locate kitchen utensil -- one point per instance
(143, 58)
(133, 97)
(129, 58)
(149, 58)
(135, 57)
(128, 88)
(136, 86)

* * * * * * * * *

Pull out every line of the data that contains the string "instance". Case counts, so capital and lowercase letters must match.

● RESPONSE
locate kitchen utensil -- one point per instance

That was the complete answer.